----- MATERIALS PROVIDED -----

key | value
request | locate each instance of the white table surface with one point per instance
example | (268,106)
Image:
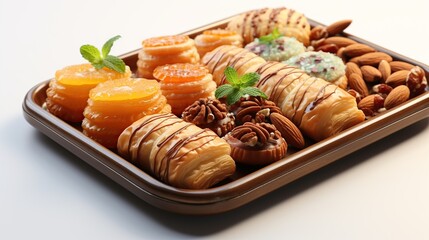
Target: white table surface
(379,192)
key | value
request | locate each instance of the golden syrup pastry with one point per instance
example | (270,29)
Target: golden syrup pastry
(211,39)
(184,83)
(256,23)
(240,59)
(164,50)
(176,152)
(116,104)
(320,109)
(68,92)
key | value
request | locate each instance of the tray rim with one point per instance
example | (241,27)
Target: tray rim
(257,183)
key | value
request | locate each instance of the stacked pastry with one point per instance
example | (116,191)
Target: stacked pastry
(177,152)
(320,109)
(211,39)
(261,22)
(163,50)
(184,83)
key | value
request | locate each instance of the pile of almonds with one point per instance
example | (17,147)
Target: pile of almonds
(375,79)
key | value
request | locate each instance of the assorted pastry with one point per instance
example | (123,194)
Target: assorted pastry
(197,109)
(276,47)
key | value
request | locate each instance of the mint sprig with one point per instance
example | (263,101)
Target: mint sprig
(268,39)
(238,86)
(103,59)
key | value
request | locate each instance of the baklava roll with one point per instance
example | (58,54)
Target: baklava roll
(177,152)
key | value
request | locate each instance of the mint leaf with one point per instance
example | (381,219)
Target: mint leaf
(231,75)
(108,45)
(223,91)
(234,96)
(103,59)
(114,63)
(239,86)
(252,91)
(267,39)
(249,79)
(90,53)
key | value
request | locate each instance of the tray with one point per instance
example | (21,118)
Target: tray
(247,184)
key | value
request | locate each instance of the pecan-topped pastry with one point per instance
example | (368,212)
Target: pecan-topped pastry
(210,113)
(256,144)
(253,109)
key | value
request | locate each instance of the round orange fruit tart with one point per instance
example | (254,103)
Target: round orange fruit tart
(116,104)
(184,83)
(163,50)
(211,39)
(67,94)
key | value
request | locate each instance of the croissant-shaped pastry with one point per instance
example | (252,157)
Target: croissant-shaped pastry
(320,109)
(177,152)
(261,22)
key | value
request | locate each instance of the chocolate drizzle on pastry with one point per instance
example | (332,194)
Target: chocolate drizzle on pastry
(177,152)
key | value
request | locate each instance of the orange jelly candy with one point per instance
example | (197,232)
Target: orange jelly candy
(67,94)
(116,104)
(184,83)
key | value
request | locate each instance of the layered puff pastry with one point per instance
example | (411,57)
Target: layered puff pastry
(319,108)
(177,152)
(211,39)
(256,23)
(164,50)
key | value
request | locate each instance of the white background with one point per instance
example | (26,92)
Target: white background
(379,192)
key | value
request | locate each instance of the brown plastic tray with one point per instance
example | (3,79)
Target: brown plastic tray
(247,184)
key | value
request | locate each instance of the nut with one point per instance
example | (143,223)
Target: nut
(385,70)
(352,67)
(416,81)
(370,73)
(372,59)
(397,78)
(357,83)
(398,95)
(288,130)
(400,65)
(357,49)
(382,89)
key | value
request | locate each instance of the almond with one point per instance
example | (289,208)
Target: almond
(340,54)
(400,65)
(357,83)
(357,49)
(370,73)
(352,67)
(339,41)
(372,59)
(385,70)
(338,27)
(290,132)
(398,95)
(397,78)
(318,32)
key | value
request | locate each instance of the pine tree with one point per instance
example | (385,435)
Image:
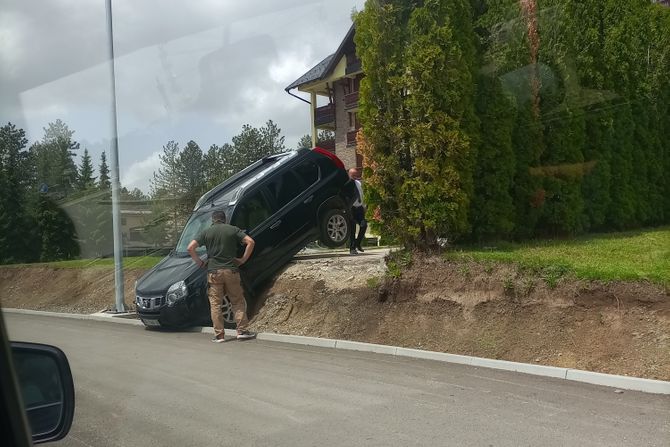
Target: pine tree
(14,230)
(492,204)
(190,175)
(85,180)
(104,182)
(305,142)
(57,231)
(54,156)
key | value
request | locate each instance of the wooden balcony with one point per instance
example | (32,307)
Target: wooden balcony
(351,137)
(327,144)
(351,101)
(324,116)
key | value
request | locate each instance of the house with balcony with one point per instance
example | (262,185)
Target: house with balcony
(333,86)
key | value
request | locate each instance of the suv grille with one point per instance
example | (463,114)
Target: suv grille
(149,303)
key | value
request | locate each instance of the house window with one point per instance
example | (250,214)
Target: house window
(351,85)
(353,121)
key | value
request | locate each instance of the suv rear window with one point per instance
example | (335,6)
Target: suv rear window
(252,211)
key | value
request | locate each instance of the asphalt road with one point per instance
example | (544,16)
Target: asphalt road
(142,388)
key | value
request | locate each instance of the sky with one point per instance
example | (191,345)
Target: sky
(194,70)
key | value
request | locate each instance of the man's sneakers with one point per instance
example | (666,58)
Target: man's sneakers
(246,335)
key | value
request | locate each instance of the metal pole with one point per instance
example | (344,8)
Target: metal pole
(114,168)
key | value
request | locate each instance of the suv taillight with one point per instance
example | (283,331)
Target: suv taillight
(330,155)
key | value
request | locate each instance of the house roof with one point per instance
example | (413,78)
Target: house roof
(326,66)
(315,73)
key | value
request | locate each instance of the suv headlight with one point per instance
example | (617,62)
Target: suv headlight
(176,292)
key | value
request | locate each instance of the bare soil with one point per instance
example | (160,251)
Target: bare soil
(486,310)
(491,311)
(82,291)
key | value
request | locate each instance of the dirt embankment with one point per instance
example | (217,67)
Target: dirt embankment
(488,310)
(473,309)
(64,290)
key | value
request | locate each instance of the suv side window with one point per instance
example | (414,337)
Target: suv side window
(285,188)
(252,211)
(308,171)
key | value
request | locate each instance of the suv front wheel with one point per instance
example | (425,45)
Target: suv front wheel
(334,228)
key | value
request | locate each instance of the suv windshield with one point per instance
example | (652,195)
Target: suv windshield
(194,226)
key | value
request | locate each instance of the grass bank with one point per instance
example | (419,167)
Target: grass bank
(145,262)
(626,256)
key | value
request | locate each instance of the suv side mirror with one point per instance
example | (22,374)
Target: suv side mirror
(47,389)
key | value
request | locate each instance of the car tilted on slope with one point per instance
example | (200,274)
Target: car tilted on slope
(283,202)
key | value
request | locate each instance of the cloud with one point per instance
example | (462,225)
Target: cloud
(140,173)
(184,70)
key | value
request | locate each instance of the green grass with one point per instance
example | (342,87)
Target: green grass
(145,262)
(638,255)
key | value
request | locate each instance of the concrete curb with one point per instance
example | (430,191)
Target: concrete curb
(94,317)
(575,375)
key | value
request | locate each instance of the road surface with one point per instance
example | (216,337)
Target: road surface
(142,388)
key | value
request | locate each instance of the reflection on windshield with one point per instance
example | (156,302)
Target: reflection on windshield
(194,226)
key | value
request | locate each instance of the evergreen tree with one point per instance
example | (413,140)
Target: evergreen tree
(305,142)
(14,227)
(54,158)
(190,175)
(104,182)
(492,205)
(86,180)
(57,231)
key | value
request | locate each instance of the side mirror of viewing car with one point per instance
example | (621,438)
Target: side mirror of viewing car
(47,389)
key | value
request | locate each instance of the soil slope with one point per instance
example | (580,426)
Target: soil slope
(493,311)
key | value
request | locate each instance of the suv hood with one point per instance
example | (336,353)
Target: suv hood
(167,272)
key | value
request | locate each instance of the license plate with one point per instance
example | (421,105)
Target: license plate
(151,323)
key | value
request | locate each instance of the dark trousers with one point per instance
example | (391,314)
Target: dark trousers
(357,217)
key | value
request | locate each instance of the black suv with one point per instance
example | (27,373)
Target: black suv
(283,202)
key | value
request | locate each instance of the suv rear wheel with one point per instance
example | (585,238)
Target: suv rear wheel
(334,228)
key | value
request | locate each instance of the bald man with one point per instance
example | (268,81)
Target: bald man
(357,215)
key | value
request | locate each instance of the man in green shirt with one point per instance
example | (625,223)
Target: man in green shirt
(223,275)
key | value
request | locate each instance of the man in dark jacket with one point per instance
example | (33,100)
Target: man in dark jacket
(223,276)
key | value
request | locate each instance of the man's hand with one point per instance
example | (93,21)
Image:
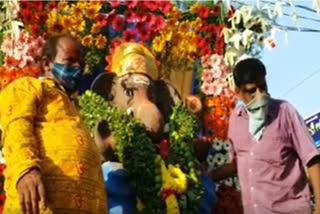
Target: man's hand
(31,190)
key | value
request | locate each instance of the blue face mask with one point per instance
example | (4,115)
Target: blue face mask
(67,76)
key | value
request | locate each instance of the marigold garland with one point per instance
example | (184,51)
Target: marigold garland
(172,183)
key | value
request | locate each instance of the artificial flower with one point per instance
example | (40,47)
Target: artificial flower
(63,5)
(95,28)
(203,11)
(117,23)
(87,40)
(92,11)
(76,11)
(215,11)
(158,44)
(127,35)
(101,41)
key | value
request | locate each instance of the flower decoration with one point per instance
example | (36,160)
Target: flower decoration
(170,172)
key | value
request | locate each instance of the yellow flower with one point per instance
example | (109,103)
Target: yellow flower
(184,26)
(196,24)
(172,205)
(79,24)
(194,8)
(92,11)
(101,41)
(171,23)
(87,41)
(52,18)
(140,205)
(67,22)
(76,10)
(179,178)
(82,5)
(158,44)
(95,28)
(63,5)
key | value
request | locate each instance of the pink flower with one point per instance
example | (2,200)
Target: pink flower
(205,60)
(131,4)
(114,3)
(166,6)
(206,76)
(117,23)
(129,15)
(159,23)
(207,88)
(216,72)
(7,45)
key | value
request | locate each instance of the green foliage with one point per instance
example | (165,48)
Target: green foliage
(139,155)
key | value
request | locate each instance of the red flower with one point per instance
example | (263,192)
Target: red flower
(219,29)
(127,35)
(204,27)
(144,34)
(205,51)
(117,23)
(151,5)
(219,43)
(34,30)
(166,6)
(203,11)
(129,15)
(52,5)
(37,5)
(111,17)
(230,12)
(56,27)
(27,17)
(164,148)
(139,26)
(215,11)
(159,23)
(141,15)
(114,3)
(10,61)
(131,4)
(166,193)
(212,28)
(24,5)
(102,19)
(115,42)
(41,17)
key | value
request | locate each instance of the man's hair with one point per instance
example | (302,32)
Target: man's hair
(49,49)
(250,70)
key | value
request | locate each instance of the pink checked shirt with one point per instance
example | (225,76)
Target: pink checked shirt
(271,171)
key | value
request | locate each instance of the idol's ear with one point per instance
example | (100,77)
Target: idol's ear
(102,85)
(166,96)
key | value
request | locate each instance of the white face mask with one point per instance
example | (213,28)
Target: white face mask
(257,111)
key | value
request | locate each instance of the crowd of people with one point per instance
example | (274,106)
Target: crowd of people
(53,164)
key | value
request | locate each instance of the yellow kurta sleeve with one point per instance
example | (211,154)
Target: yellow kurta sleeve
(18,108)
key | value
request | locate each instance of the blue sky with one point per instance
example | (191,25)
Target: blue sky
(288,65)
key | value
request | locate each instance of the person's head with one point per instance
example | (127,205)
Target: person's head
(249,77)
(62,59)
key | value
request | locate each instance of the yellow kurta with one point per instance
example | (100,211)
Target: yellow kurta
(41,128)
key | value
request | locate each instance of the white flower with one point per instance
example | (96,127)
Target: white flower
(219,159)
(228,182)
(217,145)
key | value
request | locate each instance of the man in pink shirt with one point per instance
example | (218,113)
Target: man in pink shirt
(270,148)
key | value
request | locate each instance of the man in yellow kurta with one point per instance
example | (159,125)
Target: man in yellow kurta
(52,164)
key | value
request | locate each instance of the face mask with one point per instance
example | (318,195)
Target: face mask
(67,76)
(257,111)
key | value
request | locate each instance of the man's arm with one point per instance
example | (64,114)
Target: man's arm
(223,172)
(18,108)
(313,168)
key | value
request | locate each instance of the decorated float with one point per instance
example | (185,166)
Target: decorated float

-----
----- MATERIALS PROVIDED -----

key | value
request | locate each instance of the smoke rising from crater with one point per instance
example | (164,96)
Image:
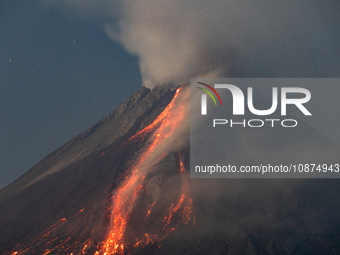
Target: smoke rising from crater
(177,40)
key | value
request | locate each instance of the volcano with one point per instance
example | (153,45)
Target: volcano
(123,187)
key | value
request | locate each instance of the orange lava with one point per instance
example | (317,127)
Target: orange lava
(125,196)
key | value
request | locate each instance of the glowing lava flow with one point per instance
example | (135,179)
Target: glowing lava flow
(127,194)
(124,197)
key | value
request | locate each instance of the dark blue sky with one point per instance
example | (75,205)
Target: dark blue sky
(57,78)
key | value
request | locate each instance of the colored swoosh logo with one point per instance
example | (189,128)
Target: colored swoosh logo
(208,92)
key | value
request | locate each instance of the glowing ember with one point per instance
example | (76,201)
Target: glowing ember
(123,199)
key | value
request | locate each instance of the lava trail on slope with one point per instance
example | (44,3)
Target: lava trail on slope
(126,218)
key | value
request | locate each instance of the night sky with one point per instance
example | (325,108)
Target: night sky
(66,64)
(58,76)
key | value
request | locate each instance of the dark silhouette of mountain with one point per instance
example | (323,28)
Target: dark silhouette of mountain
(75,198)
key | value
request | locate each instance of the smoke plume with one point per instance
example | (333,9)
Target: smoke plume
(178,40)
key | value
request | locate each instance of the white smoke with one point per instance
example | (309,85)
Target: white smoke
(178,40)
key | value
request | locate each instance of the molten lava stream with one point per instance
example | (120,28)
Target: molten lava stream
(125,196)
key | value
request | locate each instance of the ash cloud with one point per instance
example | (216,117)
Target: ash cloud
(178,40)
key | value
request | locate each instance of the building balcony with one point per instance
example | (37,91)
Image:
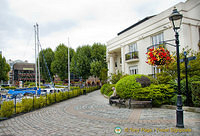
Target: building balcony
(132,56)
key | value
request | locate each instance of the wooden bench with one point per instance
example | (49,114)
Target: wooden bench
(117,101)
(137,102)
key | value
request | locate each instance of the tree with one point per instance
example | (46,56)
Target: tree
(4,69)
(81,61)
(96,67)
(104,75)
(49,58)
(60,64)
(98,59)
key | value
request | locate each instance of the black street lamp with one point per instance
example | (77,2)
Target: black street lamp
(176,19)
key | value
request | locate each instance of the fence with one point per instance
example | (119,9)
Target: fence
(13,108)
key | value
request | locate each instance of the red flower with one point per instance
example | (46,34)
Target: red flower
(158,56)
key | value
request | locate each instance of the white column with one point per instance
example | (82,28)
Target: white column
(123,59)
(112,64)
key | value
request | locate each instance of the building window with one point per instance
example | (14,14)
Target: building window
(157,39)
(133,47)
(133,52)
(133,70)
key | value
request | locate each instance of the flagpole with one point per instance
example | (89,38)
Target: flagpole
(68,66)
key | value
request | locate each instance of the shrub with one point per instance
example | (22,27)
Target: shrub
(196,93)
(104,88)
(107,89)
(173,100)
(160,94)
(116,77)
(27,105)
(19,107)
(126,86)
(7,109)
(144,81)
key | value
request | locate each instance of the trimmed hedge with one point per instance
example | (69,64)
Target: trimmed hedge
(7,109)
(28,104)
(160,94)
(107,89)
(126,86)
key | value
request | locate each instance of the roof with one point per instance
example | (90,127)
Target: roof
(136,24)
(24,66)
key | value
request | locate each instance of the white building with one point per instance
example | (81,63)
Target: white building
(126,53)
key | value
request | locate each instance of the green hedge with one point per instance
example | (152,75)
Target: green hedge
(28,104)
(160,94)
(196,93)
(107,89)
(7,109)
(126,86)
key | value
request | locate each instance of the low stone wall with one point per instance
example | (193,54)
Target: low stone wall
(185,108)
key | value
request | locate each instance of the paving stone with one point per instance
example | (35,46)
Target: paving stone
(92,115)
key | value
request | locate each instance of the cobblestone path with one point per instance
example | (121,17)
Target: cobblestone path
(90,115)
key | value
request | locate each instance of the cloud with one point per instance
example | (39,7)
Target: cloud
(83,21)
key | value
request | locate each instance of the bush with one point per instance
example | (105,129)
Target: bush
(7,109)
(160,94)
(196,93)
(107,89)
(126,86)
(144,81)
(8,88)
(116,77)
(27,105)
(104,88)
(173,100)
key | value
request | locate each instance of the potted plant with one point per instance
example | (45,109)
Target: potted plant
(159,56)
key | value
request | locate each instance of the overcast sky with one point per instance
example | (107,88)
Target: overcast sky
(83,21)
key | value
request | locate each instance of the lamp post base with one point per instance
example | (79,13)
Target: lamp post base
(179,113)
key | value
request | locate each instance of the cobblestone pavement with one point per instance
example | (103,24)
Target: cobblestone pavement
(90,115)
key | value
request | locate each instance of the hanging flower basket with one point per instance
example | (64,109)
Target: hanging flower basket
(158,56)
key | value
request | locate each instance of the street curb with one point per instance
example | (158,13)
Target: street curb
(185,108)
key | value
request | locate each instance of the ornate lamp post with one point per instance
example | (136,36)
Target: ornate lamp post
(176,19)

-----

Please gather every line above that contains the string "post".

EXERCISE RESULT:
request | locate each instance of the lamp post base with one point per instance
Target: lamp post base
request | locate each instance of the ornate lamp post with one point per instance
Target: ornate lamp post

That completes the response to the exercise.